--- Provided information ---

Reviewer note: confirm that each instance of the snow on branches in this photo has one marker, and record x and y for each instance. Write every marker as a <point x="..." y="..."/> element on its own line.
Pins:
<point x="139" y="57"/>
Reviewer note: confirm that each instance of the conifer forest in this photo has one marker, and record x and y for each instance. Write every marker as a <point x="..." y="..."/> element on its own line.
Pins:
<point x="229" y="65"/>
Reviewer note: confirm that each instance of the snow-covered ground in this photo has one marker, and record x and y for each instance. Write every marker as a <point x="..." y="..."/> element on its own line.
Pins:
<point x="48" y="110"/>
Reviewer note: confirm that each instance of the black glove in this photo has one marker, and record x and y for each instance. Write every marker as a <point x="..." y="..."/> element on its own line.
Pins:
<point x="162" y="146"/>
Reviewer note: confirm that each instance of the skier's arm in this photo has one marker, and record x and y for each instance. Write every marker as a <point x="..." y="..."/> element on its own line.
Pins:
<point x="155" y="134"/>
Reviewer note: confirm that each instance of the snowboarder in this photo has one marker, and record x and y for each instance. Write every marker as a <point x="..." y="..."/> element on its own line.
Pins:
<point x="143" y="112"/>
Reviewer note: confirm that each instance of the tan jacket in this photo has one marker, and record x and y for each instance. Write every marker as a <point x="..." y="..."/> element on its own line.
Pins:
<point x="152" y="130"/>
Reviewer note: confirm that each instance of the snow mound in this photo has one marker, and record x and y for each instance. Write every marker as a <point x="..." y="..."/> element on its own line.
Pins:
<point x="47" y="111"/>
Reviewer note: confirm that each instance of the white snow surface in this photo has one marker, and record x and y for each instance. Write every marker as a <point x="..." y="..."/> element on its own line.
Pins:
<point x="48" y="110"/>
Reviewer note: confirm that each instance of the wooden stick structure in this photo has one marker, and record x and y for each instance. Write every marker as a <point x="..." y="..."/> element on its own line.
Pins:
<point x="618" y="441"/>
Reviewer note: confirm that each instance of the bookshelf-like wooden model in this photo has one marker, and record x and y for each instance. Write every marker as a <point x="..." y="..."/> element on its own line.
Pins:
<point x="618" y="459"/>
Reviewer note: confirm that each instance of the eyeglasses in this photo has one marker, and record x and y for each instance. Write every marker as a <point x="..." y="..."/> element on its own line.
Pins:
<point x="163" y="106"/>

---

What the task asks:
The whole listing must be reproduced exactly. Do not skip a line.

Response to the exercise:
Reviewer note: confirm that each instance of the snow on branches in this photo has one marker, and record x and y for each instance. Write every marker as a <point x="..." y="..."/> element on its own line.
Pins:
<point x="139" y="57"/>
Reviewer note: confirm that each instance of the conifer forest in this photo has one marker, and record x and y for each instance. Write every marker as a <point x="..." y="..."/> element on its own line.
Pins:
<point x="229" y="65"/>
Reviewer note: confirm that each instance of the snow-covered ground in this photo has one marker, and record x and y for each instance. Write every marker as a <point x="..." y="..."/> element on its own line.
Pins:
<point x="48" y="110"/>
Reviewer note: confirm that each instance of the black glove in this photo has one marker, and record x and y for each instance. Write every marker as a <point x="..." y="..."/> element on its own line.
Pins:
<point x="162" y="146"/>
Reviewer note: confirm that each instance of the skier's arm in this photo has one marker, and record x and y for each instance. Write every marker as a <point x="..." y="..."/> element on its own line.
Pins:
<point x="155" y="134"/>
Reviewer note: confirm that each instance of the snowboarder in this photo has one marker, and record x and y for each instance. Write every marker as a <point x="..." y="..."/> element on its own line.
Pins:
<point x="143" y="112"/>
Reviewer note: confirm that each instance of the tan jacket in this photo has one marker, and record x and y for each instance. Write every marker as a <point x="..." y="..."/> element on its own line.
Pins:
<point x="152" y="130"/>
Reviewer note: confirm that each instance of the snow mound in this photo has one marker, and record x and y for each instance. Write every marker as a <point x="..." y="..."/> element on its own line.
Pins:
<point x="47" y="111"/>
Reviewer note: confirm that each instance of the white snow surface in this photo has one marker, and record x and y for each instance. Write every marker as a <point x="..." y="..."/> element on its own line.
Pins:
<point x="48" y="110"/>
Reviewer note: confirm that each instance of the wooden stick structure in this photo has one marker, and record x and y for each instance. Write every marker as a <point x="..." y="..."/> element on its own line.
Pins:
<point x="618" y="441"/>
Reviewer note: confirm that each instance of the bookshelf-like wooden model in this photo has one marker, and record x and y for each instance. Write every marker as a <point x="..." y="..."/> element on its own line.
Pins:
<point x="618" y="459"/>
Reviewer note: confirm that each instance of the eyeglasses in this photo has one marker, and record x and y for each instance. Write every marker as a <point x="..." y="..."/> element on its own line.
Pins:
<point x="163" y="106"/>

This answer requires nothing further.